Auszuführende Aufgabe:
Kopieren Sie die Zeilen von der Zeile mit „Note: mark the concrete“ bis einschließlich der Zeile mit „pixel 919 399“ wortgetreu. Lassen Sie die Bilder in Ihrer Antwort weg.

Bereitgestellte Zeilen:
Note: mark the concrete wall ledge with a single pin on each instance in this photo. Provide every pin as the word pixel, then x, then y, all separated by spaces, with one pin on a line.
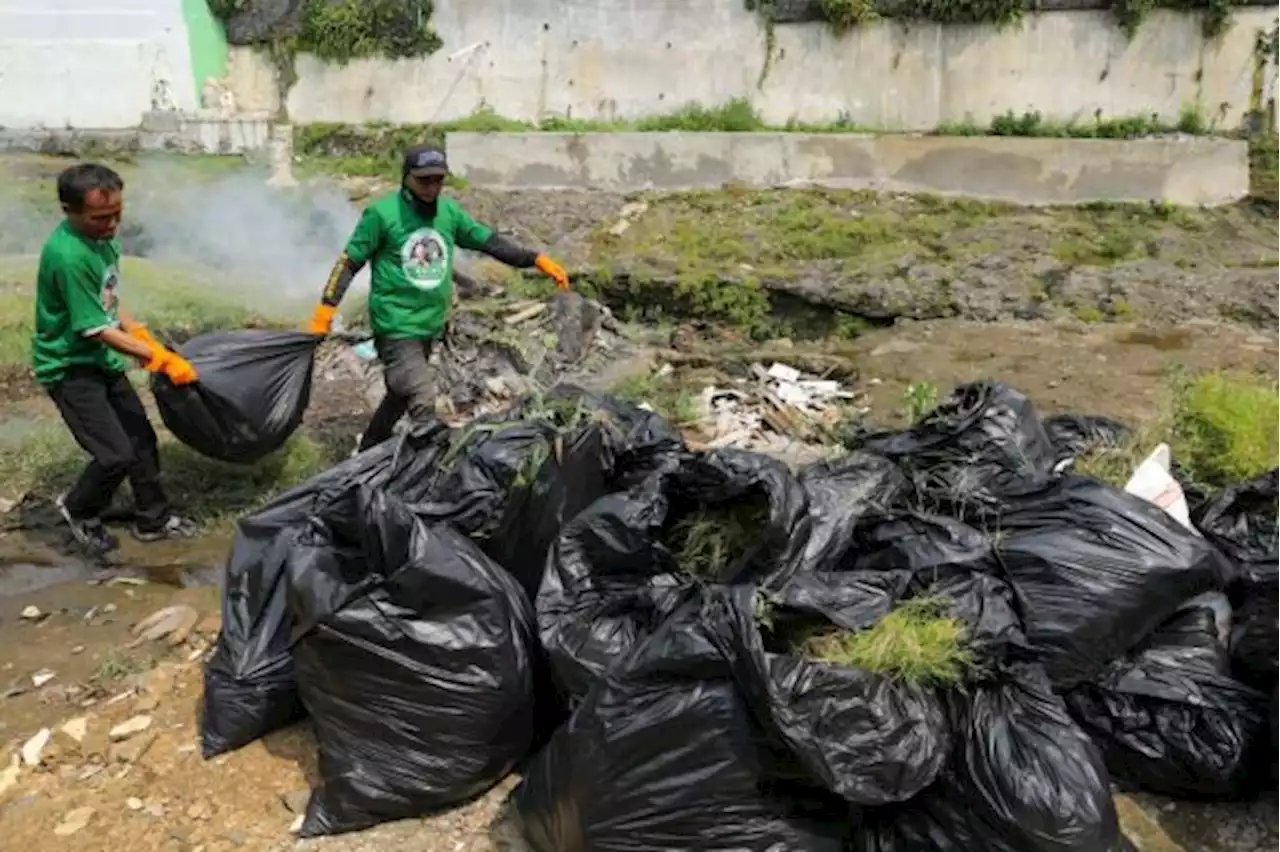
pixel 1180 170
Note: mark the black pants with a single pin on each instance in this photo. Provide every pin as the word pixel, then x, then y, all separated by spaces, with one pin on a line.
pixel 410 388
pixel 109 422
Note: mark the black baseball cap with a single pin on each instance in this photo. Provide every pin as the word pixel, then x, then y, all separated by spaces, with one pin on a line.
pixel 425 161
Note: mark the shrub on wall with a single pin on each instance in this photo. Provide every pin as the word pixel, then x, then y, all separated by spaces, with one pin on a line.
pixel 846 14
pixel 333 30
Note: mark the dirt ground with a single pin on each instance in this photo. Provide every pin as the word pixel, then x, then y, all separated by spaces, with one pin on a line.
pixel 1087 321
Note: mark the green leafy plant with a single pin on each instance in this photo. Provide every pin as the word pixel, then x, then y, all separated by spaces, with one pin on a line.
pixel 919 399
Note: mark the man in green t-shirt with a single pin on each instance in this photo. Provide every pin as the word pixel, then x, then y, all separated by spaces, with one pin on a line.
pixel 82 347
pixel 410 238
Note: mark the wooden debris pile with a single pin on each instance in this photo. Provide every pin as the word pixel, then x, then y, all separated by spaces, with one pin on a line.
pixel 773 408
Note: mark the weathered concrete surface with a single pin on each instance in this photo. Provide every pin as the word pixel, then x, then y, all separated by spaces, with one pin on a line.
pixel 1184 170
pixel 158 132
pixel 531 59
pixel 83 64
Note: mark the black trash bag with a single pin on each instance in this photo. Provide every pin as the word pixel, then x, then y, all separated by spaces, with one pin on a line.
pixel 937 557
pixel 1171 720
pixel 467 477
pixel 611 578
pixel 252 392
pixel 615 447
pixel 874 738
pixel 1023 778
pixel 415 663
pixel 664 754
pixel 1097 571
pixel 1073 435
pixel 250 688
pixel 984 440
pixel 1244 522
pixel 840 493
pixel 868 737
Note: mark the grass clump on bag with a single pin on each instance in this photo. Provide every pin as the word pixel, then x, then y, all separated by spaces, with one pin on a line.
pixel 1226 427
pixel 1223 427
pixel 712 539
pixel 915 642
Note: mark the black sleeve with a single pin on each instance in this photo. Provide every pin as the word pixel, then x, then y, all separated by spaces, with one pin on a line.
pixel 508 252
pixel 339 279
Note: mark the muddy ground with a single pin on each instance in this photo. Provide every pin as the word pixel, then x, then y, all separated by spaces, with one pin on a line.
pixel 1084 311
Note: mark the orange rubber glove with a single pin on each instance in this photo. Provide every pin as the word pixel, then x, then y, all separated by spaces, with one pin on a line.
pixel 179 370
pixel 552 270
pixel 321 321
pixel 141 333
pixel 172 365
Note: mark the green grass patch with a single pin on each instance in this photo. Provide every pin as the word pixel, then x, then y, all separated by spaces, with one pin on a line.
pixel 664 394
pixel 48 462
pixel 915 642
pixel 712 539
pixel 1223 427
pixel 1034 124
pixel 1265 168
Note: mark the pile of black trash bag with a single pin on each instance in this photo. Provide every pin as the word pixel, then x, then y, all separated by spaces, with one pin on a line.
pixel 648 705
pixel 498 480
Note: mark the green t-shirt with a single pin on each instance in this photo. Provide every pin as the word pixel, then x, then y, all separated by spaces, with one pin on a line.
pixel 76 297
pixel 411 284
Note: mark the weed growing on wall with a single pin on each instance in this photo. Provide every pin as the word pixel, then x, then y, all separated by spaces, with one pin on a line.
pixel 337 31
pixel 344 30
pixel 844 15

==

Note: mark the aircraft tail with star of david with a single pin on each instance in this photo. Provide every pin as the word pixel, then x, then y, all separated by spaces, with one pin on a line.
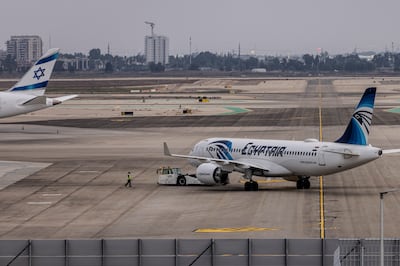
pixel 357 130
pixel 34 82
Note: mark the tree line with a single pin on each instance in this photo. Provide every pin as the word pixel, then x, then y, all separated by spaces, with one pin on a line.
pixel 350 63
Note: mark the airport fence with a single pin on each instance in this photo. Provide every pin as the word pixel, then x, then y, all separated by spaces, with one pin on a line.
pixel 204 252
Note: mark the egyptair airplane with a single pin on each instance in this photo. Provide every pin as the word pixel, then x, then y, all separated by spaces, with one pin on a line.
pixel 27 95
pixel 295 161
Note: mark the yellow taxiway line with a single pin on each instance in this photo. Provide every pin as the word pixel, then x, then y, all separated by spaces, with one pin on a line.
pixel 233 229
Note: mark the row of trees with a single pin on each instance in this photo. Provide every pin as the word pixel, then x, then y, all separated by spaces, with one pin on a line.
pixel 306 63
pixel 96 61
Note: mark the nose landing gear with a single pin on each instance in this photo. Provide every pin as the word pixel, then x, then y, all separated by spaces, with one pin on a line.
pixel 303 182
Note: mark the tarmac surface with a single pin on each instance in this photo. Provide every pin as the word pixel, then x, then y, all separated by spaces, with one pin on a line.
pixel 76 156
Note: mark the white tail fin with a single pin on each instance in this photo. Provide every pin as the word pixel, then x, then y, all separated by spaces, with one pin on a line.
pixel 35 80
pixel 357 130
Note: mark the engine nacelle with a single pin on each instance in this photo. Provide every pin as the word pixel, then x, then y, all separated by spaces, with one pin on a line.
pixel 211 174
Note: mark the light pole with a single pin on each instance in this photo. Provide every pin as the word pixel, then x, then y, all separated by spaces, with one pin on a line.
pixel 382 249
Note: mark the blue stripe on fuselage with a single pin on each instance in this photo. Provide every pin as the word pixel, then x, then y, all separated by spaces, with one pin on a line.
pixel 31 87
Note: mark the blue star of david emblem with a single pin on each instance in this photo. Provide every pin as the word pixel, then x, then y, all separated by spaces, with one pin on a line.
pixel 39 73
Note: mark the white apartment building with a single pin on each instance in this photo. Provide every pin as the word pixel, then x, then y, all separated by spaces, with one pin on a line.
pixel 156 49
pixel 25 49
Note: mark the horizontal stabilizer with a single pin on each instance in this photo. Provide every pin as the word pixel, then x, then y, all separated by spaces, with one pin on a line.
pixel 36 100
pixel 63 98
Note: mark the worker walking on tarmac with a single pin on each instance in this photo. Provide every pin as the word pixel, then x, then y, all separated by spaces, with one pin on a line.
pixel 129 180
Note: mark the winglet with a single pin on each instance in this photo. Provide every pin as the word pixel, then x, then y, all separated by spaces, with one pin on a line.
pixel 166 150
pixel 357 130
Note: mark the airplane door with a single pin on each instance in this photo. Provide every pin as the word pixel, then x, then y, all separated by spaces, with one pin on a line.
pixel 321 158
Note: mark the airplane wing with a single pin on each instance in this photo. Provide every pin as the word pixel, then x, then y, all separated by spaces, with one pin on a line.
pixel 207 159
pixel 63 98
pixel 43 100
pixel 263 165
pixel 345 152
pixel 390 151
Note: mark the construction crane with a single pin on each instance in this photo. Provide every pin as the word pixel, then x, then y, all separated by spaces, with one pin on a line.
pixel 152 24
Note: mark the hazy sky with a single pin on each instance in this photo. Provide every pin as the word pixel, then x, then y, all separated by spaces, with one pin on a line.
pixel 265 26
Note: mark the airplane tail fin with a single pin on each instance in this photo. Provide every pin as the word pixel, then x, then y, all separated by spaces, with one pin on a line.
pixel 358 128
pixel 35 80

Gelöste Aufgabe:
Note: mark the concrete wall ledge with a single pin on each instance in this photo. Provide every pin as the word pixel, then x, then y, all separated by spaces, with one pin on a line.
pixel 1180 170
Note: mark the black pants with a single pin on each instance in this photo. Provide every pin as the word pixel, then x, then y, all separated by spaces, with one pin on a line.
pixel 410 388
pixel 109 422
Note: mark the black baseball cap with a single pin on each instance in this photo. Provide every pin as the word pixel, then x, then y, all separated by spaces, with one pin on a line.
pixel 425 161
Note: mark the shrub on wall with a single pin on each instance in this photo. Provide every pin as the word pixel, then x, then y, all separated by spaces, with one pin on a line.
pixel 846 14
pixel 333 30
Note: mark the dirt ground with a single pin on each instance in this photo. Provide every pin as the word pixel, then x, then y, all separated by spaces, with one pin on a line.
pixel 1087 321
Note: mark the green leafy plant with a single pin on each instance in this photo. Provide every pin as the word pixel, then x, then y, all separated by spaces, with one pin on a line.
pixel 919 399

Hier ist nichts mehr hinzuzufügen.